* Excerpt to read:
◆ ◆ ◆ ◆

Game Info:

Sébastien Loeb Rally EVO
Developed By: Milestone S.r.l.
Published By: Milestone S.r.l.
Release Date: January 29, 2016
Available On: PC, PS4/Xbox One
Genre: Simulation Racer
Number of Players: 1+
ESRB Rating: E for Everyone
MSRP: $27.99
(Amazon Affiliate Link)

Thank you Milestone S.r.l. for sending us this game to review!

Sébastien Loeb is a world famous rally racing driver, who has had a very distinguished career.  He is the most successful in World Rally Championship (WRC) history, with nine world championships in a row, a world record.  This game is a collaboration with him, and also a celebration of his many accomplishments.  Given Milestone’s history making WRC and MotoGP games, it makes a lot of sense that they would work together on a game.

The result is Sébastien Loeb Rally EVO.  Like much of its competition, this game is a first or third person 3D racing simulator, where you drive through treacherous courses trying to complete the race as fast as possible.  There are three main modes of racing, and four main modes of play.

◆ ◆ ◆ ◆

Dataset excerpts on object pointing

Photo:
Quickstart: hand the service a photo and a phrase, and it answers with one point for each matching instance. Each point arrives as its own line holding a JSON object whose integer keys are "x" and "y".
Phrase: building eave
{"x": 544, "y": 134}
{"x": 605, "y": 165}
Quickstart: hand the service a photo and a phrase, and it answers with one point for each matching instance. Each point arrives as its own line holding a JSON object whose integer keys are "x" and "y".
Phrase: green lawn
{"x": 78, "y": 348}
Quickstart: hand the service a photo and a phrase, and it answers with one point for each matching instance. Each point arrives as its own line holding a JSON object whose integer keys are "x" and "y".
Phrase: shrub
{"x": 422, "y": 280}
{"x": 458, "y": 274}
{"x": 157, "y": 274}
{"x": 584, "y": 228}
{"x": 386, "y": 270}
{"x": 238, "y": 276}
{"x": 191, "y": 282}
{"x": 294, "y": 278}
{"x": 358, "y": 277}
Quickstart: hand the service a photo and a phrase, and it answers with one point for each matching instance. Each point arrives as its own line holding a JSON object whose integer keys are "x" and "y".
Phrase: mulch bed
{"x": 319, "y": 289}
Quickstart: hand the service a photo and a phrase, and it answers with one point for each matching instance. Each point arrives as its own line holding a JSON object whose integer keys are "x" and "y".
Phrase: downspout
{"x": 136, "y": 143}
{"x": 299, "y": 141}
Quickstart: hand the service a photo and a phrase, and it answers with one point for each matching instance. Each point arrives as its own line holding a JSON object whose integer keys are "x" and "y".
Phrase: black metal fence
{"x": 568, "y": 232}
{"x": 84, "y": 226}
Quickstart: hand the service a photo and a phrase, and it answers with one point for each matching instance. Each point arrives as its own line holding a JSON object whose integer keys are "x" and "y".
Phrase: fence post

◆ ◆ ◆ ◆

* Objective A: Reproduce the entire game review word for word.
* Objective B: From the listing, pick out every line that contains the word "fence" and copy each one unchanged.

* Full response A:
Game Info:

Sébastien Loeb Rally EVO
Developed By: Milestone S.r.l.
Published By: Milestone S.r.l.
Release Date: January 29, 2016
Available On: PC, PS4/Xbox One
Genre: Simulation Racer
Number of Players: 1+
ESRB Rating: E for Everyone
MSRP: $27.99
(Amazon Affiliate Link)

Thank you Milestone S.r.l. for sending us this game to review!

Sébastien Loeb is a world famous rally racing driver, who has had a very distinguished career.  He is the most successful in World Rally Championship (WRC) history, with nine world championships in a row, a world record.  This game is a collaboration with him, and also a celebration of his many accomplishments.  Given Milestone’s history making WRC and MotoGP games, it makes a lot of sense that they would work together on a game.

The result is Sébastien Loeb Rally EVO.  Like much of its competition, this game is a first or third person 3D racing simulator, where you drive through treacherous courses trying to complete the race as fast as possible.  There are three main modes of racing, and four main modes of play.

* Full response B:
Phrase: black metal fence
Phrase: fence post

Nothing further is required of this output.